◆ I tuoi compiti ◆
• 1. Riscrivi in forma più breve il paragrafo dell'intervista a Silvia che comincia con «Ho raggiunto la Svezia», conservandone i fatti principali.
• 2. Continua l'intervista a Silvia a partire dall'ultima frase riportata.

Ci incontriamo per l’intervista su Skype, come ho già fatto alcune volte da quando ho iniziato le mie interviste per L’Adigetto.it.
La storia di Silvia parte da Rovereto ma compie un percorso lungo e tortuoso.
Adesso la trovo in Tasmania, Australia, e quando cominciamo a parlare mi dice che è ancora al lavoro, nel suo ufficio, alle 22:30, e che ormai è diventata amica delle signore delle pulizie che a quell’ora si mettono al lavoro.
«A volte rimango anche più tardi» – mi confida ridendo.
Prima di iniziare mette le mani avanti. «Ti chiedo già scusa per il mio italiano che a volte fatico a ricordare, mi vengono più facili le parole in inglese ormai!»
 

 
Raccontami la tua storia dall’inizio, perché hai lasciato l’Italia e dove sei andata?
«Ho sempre avuto la passione di viaggiare, però ho anche la passione per la scienza, e ho sempre cercato di farle andare a coppia, riuscendoci.
«Quando ho finito la triennale in Italia, laureata all’Università di Trento in Biotecnologie, sentivo proprio il bisogno di vedere il mondo, scoprire nuove culture, ma anche di specializzarmi.
«La scelta migliore era la Svezia, eccellente nel mio campo e tra i migliori Stati per quanto riguarda l’educazione (l’Università infatti è gratis per gli studenti europei), quindi ho detto proviamo.
«Ho raggiunto la Svezia cominciando un Master in Medicina molecolare, bellissimo, la miglior scelta della mia vita. Mi sentivo infatti di aver imboccato la giusta specializzazione, ad ogni lezione venivano professori importanti da tutto il mondo a dare lezioni, la preparazione si è sempre mantenuta su di un livello molto alto.
«È stato uno stimolo giornaliero, ma per me è stato fondamentale anche il fatto che nel mio corso ci fossero persone provenienti da tutto il mondo, gli svedesi erano solo tre, ci si immergeva quindi in una cultura ogni giorno diversa.

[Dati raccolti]
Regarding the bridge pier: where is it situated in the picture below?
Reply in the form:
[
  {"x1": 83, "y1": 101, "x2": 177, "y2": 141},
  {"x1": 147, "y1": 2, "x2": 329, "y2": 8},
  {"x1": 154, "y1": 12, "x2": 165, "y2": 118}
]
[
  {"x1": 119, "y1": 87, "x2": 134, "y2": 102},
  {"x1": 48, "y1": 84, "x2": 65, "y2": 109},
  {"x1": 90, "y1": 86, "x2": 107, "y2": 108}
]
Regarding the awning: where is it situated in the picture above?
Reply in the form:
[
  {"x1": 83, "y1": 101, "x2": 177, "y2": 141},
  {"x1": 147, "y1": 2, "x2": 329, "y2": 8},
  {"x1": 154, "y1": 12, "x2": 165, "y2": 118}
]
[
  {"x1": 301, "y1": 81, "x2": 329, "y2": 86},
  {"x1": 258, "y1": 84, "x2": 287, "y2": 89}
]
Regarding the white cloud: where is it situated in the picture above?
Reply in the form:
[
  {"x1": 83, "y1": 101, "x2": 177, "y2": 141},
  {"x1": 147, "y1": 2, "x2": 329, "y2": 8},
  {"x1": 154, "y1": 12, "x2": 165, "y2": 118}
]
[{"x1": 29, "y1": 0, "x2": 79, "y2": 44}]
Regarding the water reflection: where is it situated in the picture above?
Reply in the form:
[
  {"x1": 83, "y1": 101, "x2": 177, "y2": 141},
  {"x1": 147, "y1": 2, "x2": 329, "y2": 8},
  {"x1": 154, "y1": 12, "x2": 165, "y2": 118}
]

◆ Risposte ai compiti ◆
• 1. In Svezia ho iniziato un Master in Medicina molecolare, la scelta migliore della mia vita: sentivo di aver trovato la specializzazione giusta, a ogni lezione venivano professori importanti da tutto il mondo e la preparazione è sempre rimasta di livello molto alto.

• 2.
«In più, per mantenermi ho cominciato il primo anno a fare qualche lavoretto, dei più disparati proprio, dalla cameriera al pub, poi barista, ho servito a delle cene di gala... un po’di tutto insomma, per pagarmi l’affitto e la pagnotta.
«La prima estate invece ho cominciato a lavorare gratis in un laboratorio in cambio di crediti accademici. Gratis significa che proprio non venivo pagata, zero, nemmeno un rimborso spese, era la gavetta insomma, però intanto mi hanno conosciuta, hanno visto come lavoravo e quando poi ci sono state offerte di lavoro sono venuti da me.
«Il secondo anno quindi ho cominciato a lavorare nel mio campo, oltre che a studiare. Ero la responsabile di un ufficio nel week-end. Durante la settimana studiavo e il fine settimana lavoravo. Ero in marcia 7 giorni su 7!
«Dopo due anni mi sono laureata e in Svezia le offerte di lavoro fioccavano, ma sul serio. Non volevo rimanere lì a dire la verità, ma quando il giorno dopo la laurea ti trovi cinque offerte lavorative e puoi addirittura scegliere … ecco, sono rimasta. Ho lavorato in vari laboratori, ho seguito progetti, ma ancora non sapevo bene cosa fare della mia vita, l’unico obiettivo che volevo raggiungere era quello di fare un dottorato.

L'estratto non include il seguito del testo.